Records excerpted from a collection:
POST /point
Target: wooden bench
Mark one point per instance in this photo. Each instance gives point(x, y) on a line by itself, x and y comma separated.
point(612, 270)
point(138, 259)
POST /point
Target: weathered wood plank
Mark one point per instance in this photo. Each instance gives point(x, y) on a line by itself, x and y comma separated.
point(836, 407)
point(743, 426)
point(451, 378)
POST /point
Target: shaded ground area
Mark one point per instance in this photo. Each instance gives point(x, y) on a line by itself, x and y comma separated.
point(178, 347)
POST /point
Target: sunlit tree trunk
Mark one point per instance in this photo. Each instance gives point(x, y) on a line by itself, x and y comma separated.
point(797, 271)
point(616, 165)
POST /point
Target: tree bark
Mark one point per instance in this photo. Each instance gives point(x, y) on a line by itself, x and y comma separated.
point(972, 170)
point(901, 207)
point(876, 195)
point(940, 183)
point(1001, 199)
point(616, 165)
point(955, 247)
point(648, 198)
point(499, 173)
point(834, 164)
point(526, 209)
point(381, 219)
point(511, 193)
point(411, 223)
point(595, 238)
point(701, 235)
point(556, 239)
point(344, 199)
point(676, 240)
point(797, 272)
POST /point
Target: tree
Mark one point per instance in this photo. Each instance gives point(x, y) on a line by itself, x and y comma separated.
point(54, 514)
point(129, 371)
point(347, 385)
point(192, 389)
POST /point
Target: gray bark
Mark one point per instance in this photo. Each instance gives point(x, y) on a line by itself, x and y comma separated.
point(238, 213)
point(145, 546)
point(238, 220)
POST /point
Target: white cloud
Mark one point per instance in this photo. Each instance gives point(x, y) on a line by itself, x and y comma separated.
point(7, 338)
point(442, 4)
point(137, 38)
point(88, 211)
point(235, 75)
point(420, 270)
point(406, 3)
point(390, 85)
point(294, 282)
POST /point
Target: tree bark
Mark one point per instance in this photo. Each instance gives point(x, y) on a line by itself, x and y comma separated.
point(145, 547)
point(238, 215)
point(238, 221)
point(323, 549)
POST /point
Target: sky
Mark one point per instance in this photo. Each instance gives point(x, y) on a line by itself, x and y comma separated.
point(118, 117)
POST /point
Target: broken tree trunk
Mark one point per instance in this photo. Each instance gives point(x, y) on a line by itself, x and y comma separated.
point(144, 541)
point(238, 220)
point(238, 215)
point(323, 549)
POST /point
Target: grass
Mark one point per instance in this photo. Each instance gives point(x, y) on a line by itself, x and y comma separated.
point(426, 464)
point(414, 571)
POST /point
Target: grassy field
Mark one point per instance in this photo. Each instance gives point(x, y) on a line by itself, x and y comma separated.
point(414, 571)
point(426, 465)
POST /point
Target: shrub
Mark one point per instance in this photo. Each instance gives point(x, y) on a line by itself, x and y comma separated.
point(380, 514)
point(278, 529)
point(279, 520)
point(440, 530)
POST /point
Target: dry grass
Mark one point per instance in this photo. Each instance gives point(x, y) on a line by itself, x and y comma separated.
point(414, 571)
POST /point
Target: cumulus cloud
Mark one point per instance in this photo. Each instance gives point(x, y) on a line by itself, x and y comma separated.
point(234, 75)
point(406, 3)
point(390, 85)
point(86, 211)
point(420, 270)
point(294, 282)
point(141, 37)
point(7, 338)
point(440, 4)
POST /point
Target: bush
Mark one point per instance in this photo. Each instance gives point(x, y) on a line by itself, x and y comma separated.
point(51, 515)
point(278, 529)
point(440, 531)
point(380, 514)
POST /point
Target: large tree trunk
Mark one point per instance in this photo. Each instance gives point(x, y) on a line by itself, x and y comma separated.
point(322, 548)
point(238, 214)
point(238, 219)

> WORK TO BE COMPLETED: Each record above must be given again exactly as written.

> EXERCISE SOLUTION:
POST /point
Target: wooden bench
Mark one point per instance in this photo. Each instance gives point(x, y) on a line by itself, x and y comma separated.
point(612, 270)
point(138, 259)
POST /point
Target: weathered wood plank
Mark one point per instance in this photo. Each instance gives point(x, y) on a line by itself, x and y comma separated.
point(836, 407)
point(743, 426)
point(451, 378)
POST /point
Target: shaded ground area
Mark one point per instance in this photo. Each instance gives point(x, y) on a line by itself, x and y comma separated.
point(178, 347)
POST /point
Target: sunlit tree trunk
Mark one point per instance in this photo. Each instance gives point(x, y) on a line by itself, x and y comma separated.
point(797, 271)
point(616, 165)
POST /point
Target: tree bark
Mark one point per instance in this photo. Each instance gives point(x, y) on a line by itself, x and y comma separated.
point(972, 170)
point(901, 207)
point(876, 195)
point(940, 183)
point(1001, 199)
point(616, 165)
point(955, 247)
point(648, 198)
point(499, 173)
point(834, 164)
point(526, 209)
point(381, 219)
point(511, 193)
point(411, 223)
point(595, 238)
point(701, 235)
point(556, 239)
point(344, 199)
point(676, 240)
point(797, 272)
POST /point
Target: tree
Mark one point per instance in this photo. Each instance gives point(x, y) on a line by itself, x and y comma separated.
point(54, 514)
point(129, 371)
point(347, 385)
point(192, 389)
POST /point
Target: gray bark
Mark one point per instance in this photo. Each instance gives point(x, y) on a line by itself, x and y comma separated.
point(238, 213)
point(145, 546)
point(238, 220)
POST /point
Target: white cloud
Mark one point per instance in this photo. Each instance gives point(x, y) on a line by itself, x and y comma separated.
point(7, 338)
point(442, 4)
point(137, 38)
point(88, 211)
point(235, 75)
point(420, 270)
point(406, 3)
point(390, 85)
point(294, 282)
POST /point
Target: tree bark
Mark one point per instance in this photo. Each instance gives point(x, y) on a line by itself, x and y comma separated.
point(145, 547)
point(238, 215)
point(238, 221)
point(323, 549)
POST /point
Target: sky
Mark one point per instance in this photo. Each instance gives point(x, y) on a line by itself, x and y comma separated.
point(118, 117)
POST /point
Target: broken tree trunk
Mark one point per instance in this photo. Each instance gives point(x, y) on a line by itself, x and y comma separated.
point(144, 541)
point(238, 220)
point(238, 215)
point(323, 549)
POST /point
Target: grass
Mark one point per instance in this photo. Each instance gives point(x, y) on a line by itself, x and y comma separated.
point(426, 464)
point(414, 571)
POST /point
Target: grassy field
Mark one point per instance in this photo. Each instance gives point(x, y) on a line by itself, x and y comma separated.
point(414, 571)
point(426, 465)
POST /point
Target: shrub
Mark one point per instance in this photo. Each instance gives point(x, y) on a line by itself, x and y comma separated.
point(380, 514)
point(278, 529)
point(279, 520)
point(440, 530)
POST /point
Target: dry grass
Mark one point per instance in this photo. Each instance gives point(x, y) on a line by itself, x and y comma separated.
point(414, 571)
POST /point
Target: cumulus cloud
Mark one point per instance in this photo. Each instance gives point(x, y) on a line by itself, x and y comma separated.
point(234, 75)
point(406, 3)
point(390, 85)
point(86, 211)
point(420, 270)
point(294, 282)
point(141, 37)
point(7, 338)
point(440, 4)
POST /point
Target: bush
Mark one point per instance in this photo. Each instance gives point(x, y) on a line by itself, x and y comma separated.
point(51, 515)
point(278, 529)
point(440, 531)
point(380, 514)
POST /point
Target: large tree trunk
Mark one point per instance in this photo. Each instance gives point(x, y) on a line by itself, x and y comma separated.
point(322, 548)
point(238, 214)
point(238, 219)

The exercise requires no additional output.